### Work required:
Answer these questions from the text on logging with ring buffers:
(a) What are all ring buffers set to contain instances of?
(b) Where does a record go in the RingBufferAwareAppender if it does not pass the filter?
(c) What is the JDBC appender made to use as its underlying connection pool?

### Text provided:
----------

The Technical Details
There were several interesting/fun things involved in doing this.
The first problem was setting up ring buffers to be more flexible, and upgrading them to be a first class construct.
First: give up on the idea of ring buffers containing processed bytes. Different appenders contain different encoders, so from now on all ring buffers contain instances of
ILoggingEvent. Also, upgrade the ring buffer implementation to use a lock free queue.
Second: set up a
RingBufferAction and a
RingBufferRefAction in Joran, which gave the ability to reference specific ring buffers by reference and hook them into appenders.
Third: create a
RingBufferAwareAppender which takes an
appender-ref and a
ringbuffer-ref and a filter. If a record passes the filter, it goes into the appender. If not, it goes into the ring buffer.
Now we've got the ring buffer populated, but we still need to be able to dump when necessary.
Fourth step: create an appender which does not actually append anything directly, but dumps the records from the ring buffer into another appender, and create a custom logger that is going to be our handle to it.
Okay, so far so good. Now we need to make sure that the JDBC appender knows that the correlation id is special and can be queried.
Setting up JDBC
Fifth step: Break down the PostgreSQL appender down to a JDBC appender that we can extend from, so we can use it with H2 without using any PGObject code. Change the implementation so that subclasses can add extra columns to the database and define indices on startup. Make it use hikaricp as an underlying connection pool.
Sixth: Add a correlationid module to terse-logback. This is a standalone, vertically oriented set of Logback classes that only deals with correlation id:
CorrelationIdMarker etc. Set this up in the showcase:
Now we're done. Set up the showcase with a
LogEntryFinder to query for records with a correlation id and present them.

----------

### Natural-language object grounding data:
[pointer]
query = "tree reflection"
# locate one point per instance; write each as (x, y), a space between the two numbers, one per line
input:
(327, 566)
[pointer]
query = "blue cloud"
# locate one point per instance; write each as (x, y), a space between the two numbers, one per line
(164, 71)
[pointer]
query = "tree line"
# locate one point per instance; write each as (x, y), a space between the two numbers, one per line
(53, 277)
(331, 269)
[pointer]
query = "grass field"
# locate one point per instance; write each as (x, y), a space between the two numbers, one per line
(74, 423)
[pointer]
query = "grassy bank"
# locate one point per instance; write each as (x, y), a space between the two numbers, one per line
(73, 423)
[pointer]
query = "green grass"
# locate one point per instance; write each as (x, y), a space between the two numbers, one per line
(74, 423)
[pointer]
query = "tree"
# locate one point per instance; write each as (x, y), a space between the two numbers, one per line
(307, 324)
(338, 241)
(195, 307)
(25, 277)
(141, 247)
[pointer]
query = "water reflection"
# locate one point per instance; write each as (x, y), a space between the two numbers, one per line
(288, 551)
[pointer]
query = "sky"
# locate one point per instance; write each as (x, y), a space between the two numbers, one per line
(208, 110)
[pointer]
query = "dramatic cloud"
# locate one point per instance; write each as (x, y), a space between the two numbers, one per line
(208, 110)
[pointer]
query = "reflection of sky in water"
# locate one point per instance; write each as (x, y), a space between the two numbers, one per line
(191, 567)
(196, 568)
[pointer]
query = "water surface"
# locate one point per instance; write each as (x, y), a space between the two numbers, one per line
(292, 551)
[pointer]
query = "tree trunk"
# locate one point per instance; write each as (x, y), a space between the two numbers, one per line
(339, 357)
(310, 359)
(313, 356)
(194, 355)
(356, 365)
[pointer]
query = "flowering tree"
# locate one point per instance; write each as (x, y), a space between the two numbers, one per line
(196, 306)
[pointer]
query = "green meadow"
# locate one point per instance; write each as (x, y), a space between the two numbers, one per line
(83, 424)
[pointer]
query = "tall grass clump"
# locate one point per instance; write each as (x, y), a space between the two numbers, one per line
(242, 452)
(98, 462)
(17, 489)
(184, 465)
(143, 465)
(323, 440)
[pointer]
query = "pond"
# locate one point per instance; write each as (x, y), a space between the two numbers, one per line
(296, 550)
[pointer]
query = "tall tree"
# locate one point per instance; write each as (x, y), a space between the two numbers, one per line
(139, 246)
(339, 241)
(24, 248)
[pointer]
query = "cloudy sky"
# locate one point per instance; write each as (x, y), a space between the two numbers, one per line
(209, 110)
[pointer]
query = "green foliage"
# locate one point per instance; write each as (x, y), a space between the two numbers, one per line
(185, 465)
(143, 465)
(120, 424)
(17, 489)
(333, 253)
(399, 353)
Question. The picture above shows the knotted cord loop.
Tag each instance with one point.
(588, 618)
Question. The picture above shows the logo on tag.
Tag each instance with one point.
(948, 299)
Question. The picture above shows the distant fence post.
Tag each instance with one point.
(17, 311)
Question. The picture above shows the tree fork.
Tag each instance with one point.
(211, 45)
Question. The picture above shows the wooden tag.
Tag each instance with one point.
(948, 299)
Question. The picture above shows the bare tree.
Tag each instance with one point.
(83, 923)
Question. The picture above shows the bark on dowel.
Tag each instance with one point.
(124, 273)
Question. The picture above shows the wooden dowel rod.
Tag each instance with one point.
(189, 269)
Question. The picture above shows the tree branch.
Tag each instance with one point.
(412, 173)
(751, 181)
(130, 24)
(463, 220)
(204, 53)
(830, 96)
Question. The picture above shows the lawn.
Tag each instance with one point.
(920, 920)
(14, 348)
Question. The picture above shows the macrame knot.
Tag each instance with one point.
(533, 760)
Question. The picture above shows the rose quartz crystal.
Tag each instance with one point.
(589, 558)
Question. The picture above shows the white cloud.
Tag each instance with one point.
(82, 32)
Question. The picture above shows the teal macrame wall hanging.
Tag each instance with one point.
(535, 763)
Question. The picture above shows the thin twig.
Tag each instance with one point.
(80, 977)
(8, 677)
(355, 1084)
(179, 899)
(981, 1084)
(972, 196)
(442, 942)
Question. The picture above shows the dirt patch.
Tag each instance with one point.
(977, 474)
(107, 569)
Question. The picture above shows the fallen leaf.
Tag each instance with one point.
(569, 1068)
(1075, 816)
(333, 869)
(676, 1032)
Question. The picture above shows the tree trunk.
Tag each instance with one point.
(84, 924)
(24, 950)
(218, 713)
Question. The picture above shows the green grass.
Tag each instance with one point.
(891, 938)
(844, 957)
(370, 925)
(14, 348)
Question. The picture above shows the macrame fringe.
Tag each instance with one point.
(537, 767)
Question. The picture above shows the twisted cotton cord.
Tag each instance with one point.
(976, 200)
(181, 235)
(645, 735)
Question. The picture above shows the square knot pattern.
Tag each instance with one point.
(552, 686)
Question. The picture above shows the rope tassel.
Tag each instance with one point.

----------

### Answer for the task:
(a) ILoggingEvent
(b) Into the ring buffer
(c) hikaricp